**Task to complete:** Extract the passage from the discussion about SQLite bindings in Node.js that begins at "We already see" and stops after "to ship SQLite.", copying it word for word.

**Selected text:**

** BEGIN **

This issue is to discuss it and raise concerns about whether or not it makes sense to expose SQLite bindings given we already bundle it.

cjihrig commented 3 weeks ago

I imagine this idea will get a lot of support and a lot of opposition. If someone else handles the consensus building aspect, I'd be happy to work on the implementation side.

gabrielschulhof commented 3 weeks ago

Shall we use the same interface as https://github.com/TryGhost/node-sqlite3?

tniessen commented 2 weeks ago

@gabrielschulhof On the rare occasion that I voluntarily write JavaScript code, I personally prefer the better-sqlite3 API, which also tends to be significantly faster.

That being said, the non-blocking behavior of node-sqlite3 better matches the Node.js I/O model. If you have a slow storage medium or if you use a slow VFS, e.g., with a network resource as its backend, then the asynchronous node-sqlite3 API is a better choice. Similarly, applications that do not utilize SQLite transactions efficiently will spend a lot of time waiting for each change to be committed, which is slow even if the underlying storage is fast, so using synchronous APIs in those cases unnecessarily blocks the event loop. Applications that use well-designed transactions and that run on a very fast storage backend, on the other hand, will see a lot of unnecessary overhead from asynchronous APIs.

Perhaps Node.js could allow native addons to link against the bundled SQLite dependency instead and leave the API to third-party packages.

GeoffreyBooth commented 2 weeks ago

I think at the very least let's land the localStorage PR which would get SQLite into the codebase. After that, my concern would be semver: if we expose SQLite, then we can't update it any faster than our release cycle, unless we make some kind of exception for it.

cjihrig commented 2 weeks ago

FWIW, SQLite has followed semver since version 3.9.0 in 2015, and the current major version is still 3:

The current value for X is 3, and the SQLite developers plan to support the current SQLite database file format, SQL syntax, and C interface through at least the year 2050. Hence, one can expect that all future versions of SQLite for the next several decades will begin with "3.".

KhafraDev commented 2 weeks ago

I would like to bring attention to esqlite by @mscdex, which outperform(s/ed) better-sqlite3 in a number of cases while being asynchronous. https://github.com/mscdex/esqlite

benjamingr commented 2 weeks ago

It looks like we have consensus around experimenting with this (i.e. prototyping a sqlite binding in core), just for further visibility I'll also ping the TSC in chat.


As for the API I personally really prefer a synchronous one over an asynchronous one since SQLite is built to run in-process. I think in the common use case this is significantly simpler and likely faster. That said, an asynchronous promise based API should also be fine.

Funnily enough 2 people asked me about this feature today - a good luck omen it's something users find interesting.

tniessen commented 2 weeks ago

We already see different opinions on the API. If there is no "one size fits all" API, should we have one in core? If we make it possible for native addons to link against the SQLite dependency that's embedded in Node.js, then that should let third-party packages define whatever API they want without having to ship SQLite.

** END **

[Image segmentation entries]

** BEGIN **

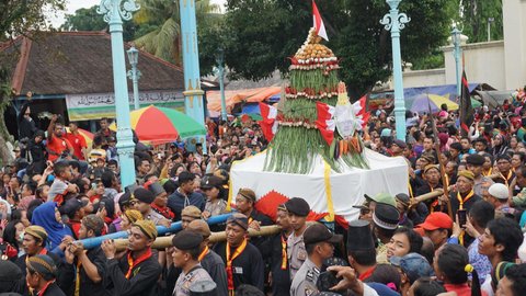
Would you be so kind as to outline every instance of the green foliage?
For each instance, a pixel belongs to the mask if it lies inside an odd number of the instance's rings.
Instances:
[[[402,59],[427,57],[445,45],[455,1],[402,1],[411,18],[401,32]],[[288,57],[299,48],[312,25],[311,2],[302,0],[228,0],[224,27],[226,61],[232,76],[259,80],[276,68],[288,71]],[[352,96],[370,90],[391,73],[391,38],[380,19],[385,0],[319,0],[330,42],[343,69],[340,78]],[[210,48],[213,48],[210,46]]]
[[[49,29],[44,11],[64,10],[66,0],[4,0],[0,2],[0,41],[28,31]],[[44,10],[46,8],[46,10]]]
[[[65,31],[102,31],[107,23],[96,12],[99,5],[88,9],[78,9],[75,14],[66,14],[66,22],[60,26]]]
[[[412,60],[413,70],[426,70],[444,68],[444,53],[438,48],[433,50],[428,56],[416,58]]]
[[[134,22],[141,27],[136,34],[136,45],[164,60],[181,64],[181,15],[179,1],[173,0],[140,0],[141,9],[134,15]],[[207,25],[215,25],[220,20],[216,14],[218,7],[209,0],[196,0],[195,11],[198,24],[197,34],[209,34]],[[203,31],[204,30],[204,31]],[[210,65],[205,66],[211,69]]]
[[[75,14],[66,14],[66,22],[60,26],[64,31],[107,31],[108,25],[104,22],[103,15],[96,12],[99,5],[88,9],[78,9]],[[139,29],[133,21],[123,23],[123,38],[125,42],[134,39]]]
[[[460,8],[460,27],[464,27],[462,34],[469,37],[469,43],[488,41],[489,18],[494,19],[490,31],[491,39],[504,38],[502,0],[462,0]]]

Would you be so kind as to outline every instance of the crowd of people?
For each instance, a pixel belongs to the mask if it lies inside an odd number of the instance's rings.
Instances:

** END **

**Complete output:**
We already see different opinions on the API. If there is no "one size fits all" API, should we have one in core? If we make it possible for native addons to link against the SQLite dependency that's embedded in Node.js, then that should let third-party packages define whatever API they want without having to ship SQLite.